Then I decided that I’d had enough. I wanted to go part time but then doing wages they wouldn’t let me, so in a huff I give my notice in. I regretted it afterwards. I asked if they would reject my notice but they wouldn’t so I went on to Jarrolds.

At Jarrolds I worked down office equipment so that weren’t too bad. I was only a cleaner but I was there 18 years. Jarrolds is very very strict. You had to go by the book. Everything was done by the book. [The owner] was a lovely man and I liked his wife very much. I used to clean the offices out from 7a.m.-11a.m., that was enough for me. We used to go to the Jarrolds Christmas do, everyone had one. By then, when my daughter was sixteen, she had gone to work at Boulton and Paul. She worked in the accounts. She was about three or four maybe when I first went there.

Lakenham then and Mile Cross today

I’ve had a good married life – better than anything really. I’ve been here, in Miller’s Lane, for four years. I used to live in Theobald Road in Lakenham. I lived there for 40 years and it changed quite a lot during that time. I liked it when I first went there. We belonged to the County Hall social club and me and my husband used to go dancing every Saturday night down County Hall, and we used to go to all the do’s and all the Christmas do’s they had there. We had some damn good friends. I can’t regret the life I’ve had with my husband, that was marvellous. We both practically liked the same things. I met him because my sister was mad on his friend, and when my marriage broke up I used to work in the Kingsway pub opposite where I lived, to get some extra money. He used to come in there and he said to my sister, ‘I’m going to marry her one day’. Well, I didn’t know all this till after we were married. One Saturday night -’cos I never had a lot of money – my sister said to me ‘I’ve fixed up a date for us tonight. You ain’t got a lot of money, you might as well have a free night out’. So that’s what we done and I went with him for five years before I married him. She married his friend. I don’t regret a day of it.

He worked at Jewson’s, on the counter. He’d been there since he were a boy. He used to work at Jewson’s down near the river somewhere. When it closed down they went to Cringleford. When he was 65 he just walked out and no-one said ‘Have a nice retirement’. Three others bought him a bottle of champagne and some champagne glasses and in the end he had a party and we had a lovely time. But now I don’t even drink.

In Lakenham I had a top flat and I   an old dear lived underneath me, and she was lovely, but it’s like everything else when you’re old and you die, you get teenagers in, and there was just drugs and I couldn’t stand it. I just couldn’t stand it. That’s when we put in for this house. Mind you, we waited two years. I’m glad we got this because I’ve got two bedrooms, no-one else has. This was the warden’s house and I got a lovely kitchen and everything else. I’m the only one here’s got a washing machine so I’m really, really lucky.

• [What to work on]:
1) In the reminiscence above, how many years did the speaker work at Jarrolds?
2) Carry on the reminiscence about work, marriage and moving from Lakenham, picking up right after its final sentence.

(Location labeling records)
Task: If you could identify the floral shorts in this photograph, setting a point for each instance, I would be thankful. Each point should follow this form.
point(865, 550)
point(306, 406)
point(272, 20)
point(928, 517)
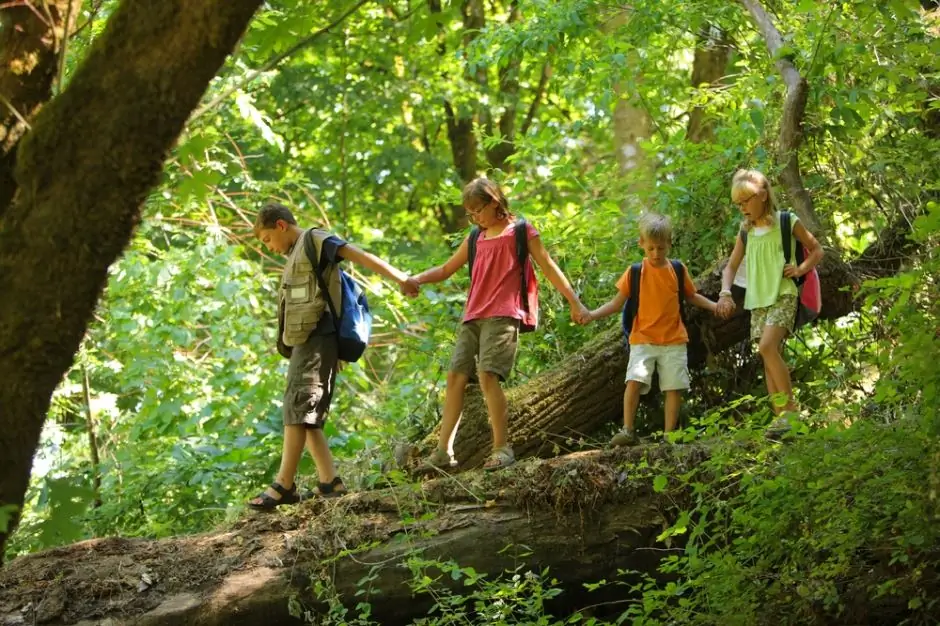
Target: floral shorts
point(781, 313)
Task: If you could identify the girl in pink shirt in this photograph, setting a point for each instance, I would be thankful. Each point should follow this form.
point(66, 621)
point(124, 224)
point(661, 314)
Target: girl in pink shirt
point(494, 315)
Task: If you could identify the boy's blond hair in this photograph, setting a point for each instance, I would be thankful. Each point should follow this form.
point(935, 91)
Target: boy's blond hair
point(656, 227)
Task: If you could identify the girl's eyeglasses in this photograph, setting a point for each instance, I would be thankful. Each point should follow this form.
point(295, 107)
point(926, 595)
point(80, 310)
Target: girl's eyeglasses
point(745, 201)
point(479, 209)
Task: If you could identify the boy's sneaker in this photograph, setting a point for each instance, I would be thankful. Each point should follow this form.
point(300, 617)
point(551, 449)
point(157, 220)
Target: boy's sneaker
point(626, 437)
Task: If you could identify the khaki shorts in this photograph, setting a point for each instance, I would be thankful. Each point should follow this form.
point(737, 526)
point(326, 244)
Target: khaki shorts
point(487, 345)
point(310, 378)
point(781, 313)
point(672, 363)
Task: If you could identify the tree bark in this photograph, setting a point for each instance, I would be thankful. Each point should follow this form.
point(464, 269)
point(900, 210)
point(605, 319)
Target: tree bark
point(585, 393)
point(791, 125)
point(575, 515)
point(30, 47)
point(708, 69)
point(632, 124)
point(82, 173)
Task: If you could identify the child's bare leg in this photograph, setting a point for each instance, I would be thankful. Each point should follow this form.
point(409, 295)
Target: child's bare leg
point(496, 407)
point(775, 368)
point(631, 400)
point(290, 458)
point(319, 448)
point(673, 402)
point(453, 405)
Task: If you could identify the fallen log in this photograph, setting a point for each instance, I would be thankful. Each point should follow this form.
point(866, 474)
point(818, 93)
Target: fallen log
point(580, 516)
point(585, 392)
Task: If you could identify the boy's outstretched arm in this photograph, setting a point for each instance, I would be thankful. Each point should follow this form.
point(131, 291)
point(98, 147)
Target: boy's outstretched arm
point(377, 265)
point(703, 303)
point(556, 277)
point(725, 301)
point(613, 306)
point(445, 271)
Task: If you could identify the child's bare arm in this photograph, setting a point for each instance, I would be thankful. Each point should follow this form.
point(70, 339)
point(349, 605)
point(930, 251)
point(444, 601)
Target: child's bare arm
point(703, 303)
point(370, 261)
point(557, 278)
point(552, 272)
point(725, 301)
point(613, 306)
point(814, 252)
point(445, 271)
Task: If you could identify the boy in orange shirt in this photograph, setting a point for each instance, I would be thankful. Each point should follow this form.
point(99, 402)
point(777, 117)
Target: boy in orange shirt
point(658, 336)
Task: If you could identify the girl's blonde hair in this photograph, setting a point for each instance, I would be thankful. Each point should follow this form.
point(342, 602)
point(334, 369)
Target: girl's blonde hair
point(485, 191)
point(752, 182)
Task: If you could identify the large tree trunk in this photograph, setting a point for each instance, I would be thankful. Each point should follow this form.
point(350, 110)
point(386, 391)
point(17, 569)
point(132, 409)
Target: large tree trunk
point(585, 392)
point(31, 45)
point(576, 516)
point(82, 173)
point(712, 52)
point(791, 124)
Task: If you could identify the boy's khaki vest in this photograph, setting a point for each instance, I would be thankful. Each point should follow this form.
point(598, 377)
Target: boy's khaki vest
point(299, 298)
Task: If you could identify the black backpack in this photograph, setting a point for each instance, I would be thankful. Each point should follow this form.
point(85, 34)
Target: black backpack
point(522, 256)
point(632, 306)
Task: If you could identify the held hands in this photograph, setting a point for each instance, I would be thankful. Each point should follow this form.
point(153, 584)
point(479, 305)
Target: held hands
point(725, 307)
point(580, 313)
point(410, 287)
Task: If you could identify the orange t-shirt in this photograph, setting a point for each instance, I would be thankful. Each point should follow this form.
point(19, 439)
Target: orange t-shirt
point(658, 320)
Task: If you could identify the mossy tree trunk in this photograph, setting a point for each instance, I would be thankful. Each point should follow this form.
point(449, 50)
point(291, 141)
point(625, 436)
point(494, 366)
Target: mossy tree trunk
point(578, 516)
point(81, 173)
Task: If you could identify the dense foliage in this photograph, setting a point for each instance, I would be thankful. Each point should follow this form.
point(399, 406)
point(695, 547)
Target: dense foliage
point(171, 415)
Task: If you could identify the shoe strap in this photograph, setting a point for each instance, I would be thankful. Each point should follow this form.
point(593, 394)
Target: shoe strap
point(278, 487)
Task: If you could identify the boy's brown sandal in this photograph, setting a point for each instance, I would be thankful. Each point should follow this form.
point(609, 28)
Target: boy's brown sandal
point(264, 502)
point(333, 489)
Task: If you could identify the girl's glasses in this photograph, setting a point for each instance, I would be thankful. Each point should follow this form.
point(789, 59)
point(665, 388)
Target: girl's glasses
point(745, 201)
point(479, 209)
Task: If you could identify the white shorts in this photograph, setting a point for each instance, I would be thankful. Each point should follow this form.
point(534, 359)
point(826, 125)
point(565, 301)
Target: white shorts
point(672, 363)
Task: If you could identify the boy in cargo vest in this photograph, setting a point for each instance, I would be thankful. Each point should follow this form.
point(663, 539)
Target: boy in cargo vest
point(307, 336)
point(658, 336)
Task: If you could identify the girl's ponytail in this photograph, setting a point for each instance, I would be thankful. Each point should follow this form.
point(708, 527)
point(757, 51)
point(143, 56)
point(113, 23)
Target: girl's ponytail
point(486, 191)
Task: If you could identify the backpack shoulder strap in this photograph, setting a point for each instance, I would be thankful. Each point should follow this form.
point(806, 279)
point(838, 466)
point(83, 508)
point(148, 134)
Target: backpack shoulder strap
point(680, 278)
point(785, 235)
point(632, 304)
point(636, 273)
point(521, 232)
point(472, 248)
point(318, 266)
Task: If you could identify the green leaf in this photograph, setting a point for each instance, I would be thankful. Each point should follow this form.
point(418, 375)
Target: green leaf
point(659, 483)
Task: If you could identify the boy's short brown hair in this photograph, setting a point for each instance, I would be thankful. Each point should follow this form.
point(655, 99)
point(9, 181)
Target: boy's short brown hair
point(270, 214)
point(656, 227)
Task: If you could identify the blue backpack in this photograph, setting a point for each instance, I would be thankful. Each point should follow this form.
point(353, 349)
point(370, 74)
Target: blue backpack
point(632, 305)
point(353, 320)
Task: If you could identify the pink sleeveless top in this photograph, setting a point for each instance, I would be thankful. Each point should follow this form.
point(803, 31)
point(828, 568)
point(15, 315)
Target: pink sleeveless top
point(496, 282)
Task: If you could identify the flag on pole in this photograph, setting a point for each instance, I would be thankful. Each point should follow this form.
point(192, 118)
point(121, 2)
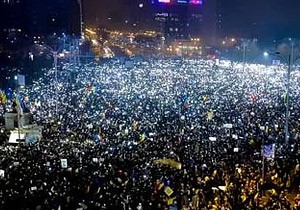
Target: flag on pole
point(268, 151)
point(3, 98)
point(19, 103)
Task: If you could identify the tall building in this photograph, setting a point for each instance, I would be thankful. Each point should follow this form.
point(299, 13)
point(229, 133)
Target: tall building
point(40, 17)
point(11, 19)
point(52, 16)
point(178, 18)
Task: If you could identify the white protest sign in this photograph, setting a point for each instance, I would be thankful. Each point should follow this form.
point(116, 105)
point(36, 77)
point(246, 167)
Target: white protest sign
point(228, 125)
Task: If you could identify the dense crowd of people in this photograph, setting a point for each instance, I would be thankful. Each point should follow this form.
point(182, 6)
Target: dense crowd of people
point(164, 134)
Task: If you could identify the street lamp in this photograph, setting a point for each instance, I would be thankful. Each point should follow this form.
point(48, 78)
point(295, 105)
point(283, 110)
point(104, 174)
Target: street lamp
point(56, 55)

• [Answer list]:
1) 18 years.

2)
Changes through the years

Norwich has changed a lot. For a start St Stephens was only a little street. You weren’t allowed to go up it but you were allowed to come down it. The shops were lovely. When I lived up Dereham Road I used to go down Peacocks and we were always down Magdalen Street. They used to have sawdust on the floor and Frank Price’s used to be in Botolph Street. That was a big store more like Jarrolds is now, and they used to have the money things in a round thing and you put your money in it and it went all round to get your change. I bought my clothes mostly from C & As.

Curls was where Debenhams is but that got bombed out. There was a big crater there. And then Marks and Spencers bought them out and kept adding other little bits to it, and then Woolworth’s was there until they moved up to St Stephens. I used to like going to Woolies. I used to get a lot of bargains down there. I used to buy my kids and my grandchildren clothes down there, including Ladybird.

Gentleman’s Walk wasn’t pedestrianised back then. Back’s, the pub, was in the middle of the Walk and I used to go in there with my first husband. When T was a little girl we used to go to the city Saturday mornings to do the shopping and we used to put her in the children’s room and go and have a hot toddy. The children’s room was in the pub at the back. I bought her a signet ring and she left it in the toilet and someone pinched it. Funny the things you remember, things keep coming back to me.

I think Norwich has changed a lot. I used to go out but now I wouldn’t never go out at night times because I feel it’s more dangerous. We had a break-in here the other week.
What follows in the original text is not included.